▸ **Work instruction**:
Reproduce the records. Keep every word exact and include no images.

** Opening Records to process block **

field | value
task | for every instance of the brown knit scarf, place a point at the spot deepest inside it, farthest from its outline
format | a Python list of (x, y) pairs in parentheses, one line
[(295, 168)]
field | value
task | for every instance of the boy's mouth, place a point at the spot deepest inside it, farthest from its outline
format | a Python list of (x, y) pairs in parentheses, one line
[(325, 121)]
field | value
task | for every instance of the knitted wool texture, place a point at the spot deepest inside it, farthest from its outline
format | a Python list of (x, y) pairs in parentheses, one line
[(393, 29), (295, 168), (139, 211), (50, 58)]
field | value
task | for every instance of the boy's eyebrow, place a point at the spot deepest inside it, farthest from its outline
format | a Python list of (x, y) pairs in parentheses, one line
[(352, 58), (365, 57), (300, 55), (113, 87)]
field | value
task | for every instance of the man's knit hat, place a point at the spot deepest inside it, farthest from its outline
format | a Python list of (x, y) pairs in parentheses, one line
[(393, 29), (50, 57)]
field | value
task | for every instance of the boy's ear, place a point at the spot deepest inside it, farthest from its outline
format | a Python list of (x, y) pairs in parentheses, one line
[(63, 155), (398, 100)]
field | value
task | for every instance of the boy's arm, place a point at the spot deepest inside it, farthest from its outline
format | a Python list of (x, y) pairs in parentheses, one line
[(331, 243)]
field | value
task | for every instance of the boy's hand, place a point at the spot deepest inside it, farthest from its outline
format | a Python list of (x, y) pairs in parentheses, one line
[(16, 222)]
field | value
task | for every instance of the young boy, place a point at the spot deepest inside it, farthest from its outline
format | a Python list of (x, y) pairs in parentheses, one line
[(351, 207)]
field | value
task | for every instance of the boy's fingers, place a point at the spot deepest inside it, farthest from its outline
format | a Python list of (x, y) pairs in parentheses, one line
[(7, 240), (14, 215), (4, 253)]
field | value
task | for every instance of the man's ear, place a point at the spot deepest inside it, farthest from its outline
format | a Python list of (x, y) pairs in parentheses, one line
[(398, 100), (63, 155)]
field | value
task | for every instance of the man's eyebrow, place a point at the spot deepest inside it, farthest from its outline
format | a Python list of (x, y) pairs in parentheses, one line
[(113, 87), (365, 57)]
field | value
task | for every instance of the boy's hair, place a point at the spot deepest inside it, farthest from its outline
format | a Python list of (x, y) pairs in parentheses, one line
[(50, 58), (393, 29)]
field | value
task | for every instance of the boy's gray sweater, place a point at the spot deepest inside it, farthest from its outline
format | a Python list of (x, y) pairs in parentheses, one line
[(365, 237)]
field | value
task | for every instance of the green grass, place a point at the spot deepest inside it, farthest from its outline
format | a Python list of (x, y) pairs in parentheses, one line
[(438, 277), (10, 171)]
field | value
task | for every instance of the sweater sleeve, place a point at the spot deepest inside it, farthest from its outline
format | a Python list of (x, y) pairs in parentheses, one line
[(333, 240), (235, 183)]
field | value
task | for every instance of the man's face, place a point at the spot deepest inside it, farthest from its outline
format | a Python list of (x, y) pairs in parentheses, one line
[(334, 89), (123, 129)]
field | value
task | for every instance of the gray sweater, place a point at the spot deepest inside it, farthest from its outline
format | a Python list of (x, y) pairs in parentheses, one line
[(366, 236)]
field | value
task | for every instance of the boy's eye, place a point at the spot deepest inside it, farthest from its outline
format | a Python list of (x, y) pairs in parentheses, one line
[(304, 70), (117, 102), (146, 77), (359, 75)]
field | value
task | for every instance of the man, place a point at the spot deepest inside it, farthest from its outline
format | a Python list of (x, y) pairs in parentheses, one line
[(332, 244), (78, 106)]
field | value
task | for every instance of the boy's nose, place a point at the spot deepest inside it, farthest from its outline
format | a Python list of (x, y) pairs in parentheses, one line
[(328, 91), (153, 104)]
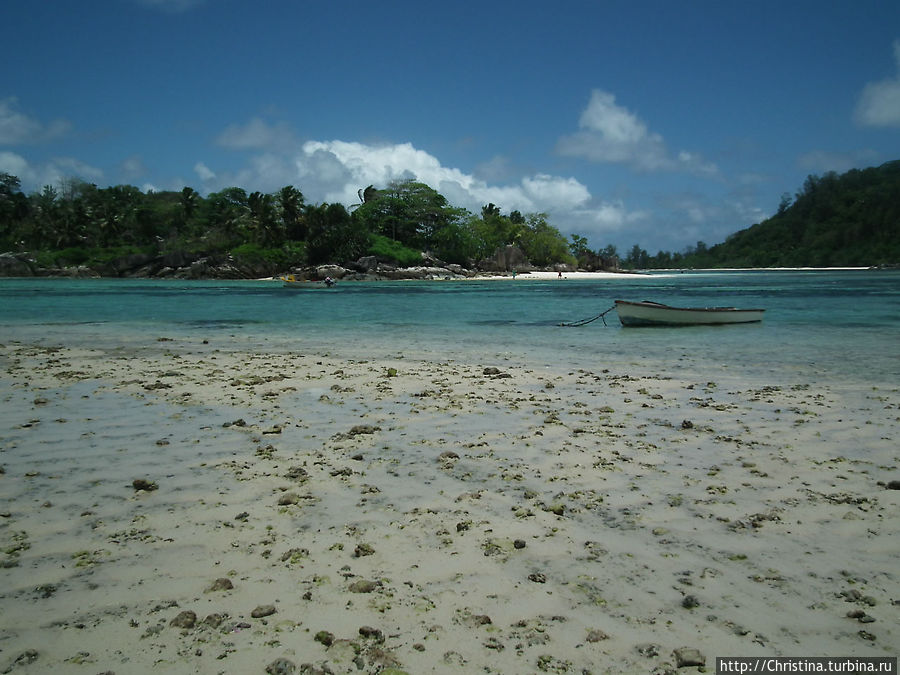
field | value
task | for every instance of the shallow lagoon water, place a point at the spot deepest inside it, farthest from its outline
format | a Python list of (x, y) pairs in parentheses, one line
[(818, 321)]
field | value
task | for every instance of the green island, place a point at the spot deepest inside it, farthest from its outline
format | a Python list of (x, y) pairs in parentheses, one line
[(847, 220)]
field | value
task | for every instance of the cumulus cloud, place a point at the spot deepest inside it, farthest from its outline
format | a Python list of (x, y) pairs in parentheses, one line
[(879, 103), (334, 171), (611, 133), (340, 168), (16, 128), (52, 172)]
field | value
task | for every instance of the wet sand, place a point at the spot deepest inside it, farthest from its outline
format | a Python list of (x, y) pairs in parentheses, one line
[(334, 514)]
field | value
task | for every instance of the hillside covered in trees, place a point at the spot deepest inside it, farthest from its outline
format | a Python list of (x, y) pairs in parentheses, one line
[(847, 220), (82, 224)]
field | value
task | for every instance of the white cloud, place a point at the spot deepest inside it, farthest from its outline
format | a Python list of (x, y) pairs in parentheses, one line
[(337, 169), (334, 171), (17, 128), (611, 133), (257, 135), (879, 103), (53, 172)]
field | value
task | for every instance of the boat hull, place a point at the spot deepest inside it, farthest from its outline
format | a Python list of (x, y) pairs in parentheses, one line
[(656, 314)]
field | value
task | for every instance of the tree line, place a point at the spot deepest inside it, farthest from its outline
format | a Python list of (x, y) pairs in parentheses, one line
[(79, 220), (833, 220)]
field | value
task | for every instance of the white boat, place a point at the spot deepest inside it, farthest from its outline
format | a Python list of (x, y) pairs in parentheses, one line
[(656, 314), (290, 281)]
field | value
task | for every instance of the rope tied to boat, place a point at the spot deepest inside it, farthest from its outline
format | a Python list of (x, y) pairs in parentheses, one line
[(585, 322)]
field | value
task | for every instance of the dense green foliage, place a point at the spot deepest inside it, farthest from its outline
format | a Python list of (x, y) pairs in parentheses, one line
[(82, 224), (851, 220), (847, 220)]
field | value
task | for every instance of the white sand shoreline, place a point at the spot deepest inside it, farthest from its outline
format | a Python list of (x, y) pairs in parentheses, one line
[(466, 516)]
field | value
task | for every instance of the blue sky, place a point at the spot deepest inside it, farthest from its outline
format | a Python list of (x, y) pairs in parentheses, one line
[(658, 123)]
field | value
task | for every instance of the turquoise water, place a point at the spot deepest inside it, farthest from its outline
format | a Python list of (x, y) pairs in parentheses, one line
[(841, 323)]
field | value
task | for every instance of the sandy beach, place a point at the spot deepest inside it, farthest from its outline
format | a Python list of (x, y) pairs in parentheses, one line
[(191, 508)]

** Closing Records to process block **

▸ **Answer area**:
field | value
task | for every instance of the brown knit scarf, place a point at the spot deepest inside it, farthest from its outline
format | a Python list of (x, y) pairs in parentheses, one line
[(295, 168)]
field | value
task | for every instance of the boy's mouth, place a point at the spot deepest inside it, farthest from its outline
format | a Python list of (x, y) pairs in parentheses, one line
[(325, 121)]
field | value
task | for every instance of the knitted wool texture, place a point at the spot deepest inside it, farthest from its outline
format | a Python list of (x, y) pairs in parentheses, one line
[(393, 29), (295, 168), (139, 211), (50, 58)]
field | value
task | for every instance of the boy's eyebrow, place a point at the spot deepest inside it, farthest from its outline
format | a Python list of (x, y) pairs in parentheses, one line
[(352, 58), (365, 57), (300, 55), (113, 87)]
field | value
task | for every instance of the man's knit hat, place a point at the spot deepest inside it, farthest from its outline
format | a Python list of (x, y) pairs in parentheses, one line
[(393, 29), (50, 57)]
field | value
task | for every instance of the boy's ear, place a point at the spot deepest inside it, farthest from its outline
format | a Python list of (x, y) pairs in parentheses, one line
[(63, 155), (398, 100)]
field | value
task | for every instance of the boy's arm, place a point at the spot deepest inside it, farthest from its outline
format | a Python list of (x, y) pairs in parentheses, one line
[(331, 243)]
field | value
task | for every instance of the boy's hand, place a point at the spot deepest inside it, farthest from its outline
format | a Python list of (x, y) pairs in parentheses, one line
[(16, 222)]
field | value
task | for every instance of the young boy, place a point at the spot deepest inside it, farthest from its outline
format | a Python list of (x, y) pairs in parentheses, one line
[(351, 207)]
field | value
task | for every instance of the boy's fingers, place a point at the spot deepest inside it, farthest from its outline
format | a Python list of (x, y) pairs in parentheses, one line
[(7, 240), (14, 215), (4, 253)]
field | value
task | for every instance of the man's ear, place a point at the spot deepest inside it, farthest from its outline
format | a Python list of (x, y) pairs in parentheses, one line
[(398, 100), (63, 155)]
field | value
task | for every instance of the man's eyebrow, place a point at the spot deepest inside it, farthest from its outline
format | a Python list of (x, y) pairs in parentheses, one line
[(113, 87), (365, 57)]
field | value
task | for every instance of the boy's hair, place a point at the spot deepest inside it, farthest from its outline
format | a Python list of (x, y) pairs in parentheses, one line
[(50, 58), (393, 29)]
field | value
task | for every instance of the boy's gray sweater, place a point at the spot deepest inside it, farthest from its outline
format | a Python list of (x, y) pairs in parentheses, one line
[(365, 237)]
field | value
task | for every instance of the green grass, place a point at the spot deepest inside it, farthest from its outline
format | a Python list of (x, y) pairs in parentheses, one line
[(438, 277), (10, 171)]
field | value
task | for every instance of the sweater sleeve, place a point at the spot deepest inside it, farthest from its outline
format | a Python list of (x, y) pairs in parentheses, one line
[(333, 240), (235, 183)]
field | value
task | for every instance of the man's face, place a point at the spot deepest inside it, farthest from its outline
format | a Python list of (x, y) pairs in parentheses, one line
[(334, 89), (123, 129)]
field | value
task | for every instance of the gray sweater, place a point at the spot deepest inside it, farthest from its outline
format | a Python list of (x, y) pairs in parentheses, one line
[(366, 236)]
field | value
task | for every instance of the boy's eye, place a point at the spot deepest inside it, farthest from its outline
format | a Python list of (x, y) pairs in parentheses, one line
[(304, 70), (117, 102), (146, 77), (359, 75)]
field | value
task | for every instance of the man, place a point at the spot deepest inside it, farthest from its outline
format | a Python list of (x, y) pairs in parentheses, one line
[(332, 244), (78, 106)]
field | value
task | for every instance of the boy's nose, place a point at the spot deepest inside it, farthest from its outline
format | a Python list of (x, y) pairs in parentheses, one line
[(328, 91), (153, 104)]
field | value
task | for every instance of the shallow lagoon water, place a point at the spot deepest inside it, farthest from its outline
format | a Python list of (x, y) pairs in parentheses, one line
[(818, 321)]
field | value
task | for every instance of the green island, place a point at the spot deepest inside it, farthest from its outline
format | a Python list of (x, y) pairs in parentheses, one line
[(847, 220)]
field | value
task | for every instance of the cumulus cloud, place a point at the spot deepest inside it, farthest from its outline
format | a Python list of (x, y) pairs in parentheses, one line
[(879, 103), (334, 171), (611, 133), (340, 168), (16, 128), (52, 172)]
field | value
task | for every instance of the wet sand, place a point at the spot deepest inside it, farthest from its outline
format | a Python list of (x, y) pairs in parentheses, one line
[(334, 514)]
field | value
task | for every instance of the hillside covered in trees, place a point at the spot deepest inside it, farthest from its outline
format | a Python list of (x, y) pairs in parentheses, one line
[(847, 220), (82, 224)]
field | value
task | for every instance of the white cloud, place a point at the spot deepest inside it, farthest from its outline
format | a Python list of (x, y) pairs in parentheses, one line
[(337, 169), (334, 171), (17, 128), (611, 133), (257, 135), (879, 103), (53, 172)]
field | value
task | for every instance of the boat hull, place a point at the spot deepest inside it, farthest from its outline
format | a Python list of (x, y) pairs in parentheses, one line
[(656, 314)]
field | value
task | for every instance of the tree line, place a point at the spot deepest inside it, farthest from its outline
format | a Python list of (x, y) pairs in parentheses, one line
[(79, 220), (833, 220)]
field | value
task | for every instance of the white boat, place a point at the spot deepest inside it, farthest from its outline
format | a Python list of (x, y) pairs in parentheses, one line
[(656, 314), (290, 281)]
field | value
task | for every instance of the rope tied to boat, place a point at the spot deepest inside it, farthest from its outline
format | a Python list of (x, y) pairs in parentheses, one line
[(585, 322)]
field | value
task | for every instance of the dense green foliage, place a point at the spot deepest inside it, farthest from its outline
format | a Python list of (x, y) pairs in parentheses, one line
[(82, 224), (851, 220), (847, 220)]
field | value
task | for every instance of the white sand shoreline, place a point at the spot deepest inside it, farthest from its outline
format | a Python list of (x, y) pairs in parentheses, one line
[(466, 516)]
field | value
task | for every instance of the blue sky, place a point at the spot deepest inside it, farthest from its outline
format | a Python list of (x, y) pairs in parentheses, one line
[(658, 123)]
field | value
task | for every instance of the turquoise water, place a point at the spot deepest inside it, farthest from its outline
format | a Python list of (x, y) pairs in parentheses, one line
[(841, 323)]
field | value
task | for every instance of the sandy beach, place a point at the spot deepest inside it, farthest from its outline
format | a Python list of (x, y) pairs in parentheses, one line
[(191, 508)]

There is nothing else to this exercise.